▶ PROBLEMS:
(a) In the parliamentary debate, what does the speaker say the Treasury is too lazy to do?
(b) Continue the parliamentary debate speech after its last sentence.

As long as there is such a provision, what is the sense of doing this? One can meet any hard cases by exercising discretionary powers instead of telling a sort of statutory lie, and I should have thought that it was very much better to do so.

If the hon. Gentleman wants to cover this particular case, I suggest that instead of putting in a general provision of this sort, which is misleading, and, I think, rather dangerous, it would be very much better to amend the Clause to meet the particular point which he wants to cover. That point is the case of foreign countries—no doubt particularly developing countries—where a 50 per cent. or 51 per cent. interest is not allowed to a foreigner. I understand the difficulty about it. All that is happening is that the Treasury is being very naughty. It is telling a lie because it is too lazy to exercise its discretionary powers. Or perhaps I should say that it is making the Bill tell a lie because it is too lazy to exercise those powers.

▶ DATA SHOWN:
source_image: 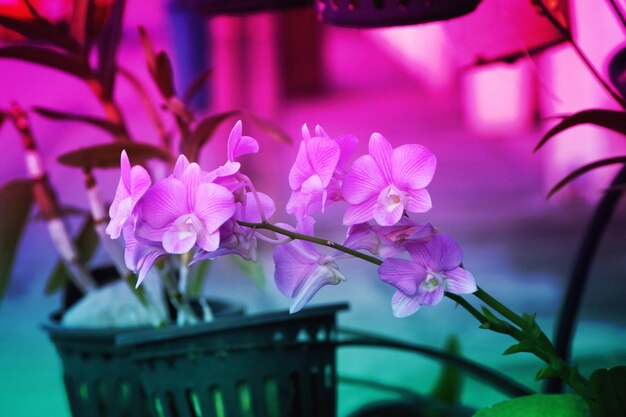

▶ TASK-BY-TASK ANSWERS:
(a) Exercise its discretionary powers.

(b)
However repulsive the hon. Gentleman may think my language, I entreat him to consider what in my opinion is a real and dangerous point, and to give an undertaking that he will reconsider this matter. I think that we shall want to return to it at a later stage of the Bill to try, with our clumsy hands, and without the skilled assistance of Treasury draftsmen, to meet the facts of the case instead of opening the stable door rather too wide to taxpayers.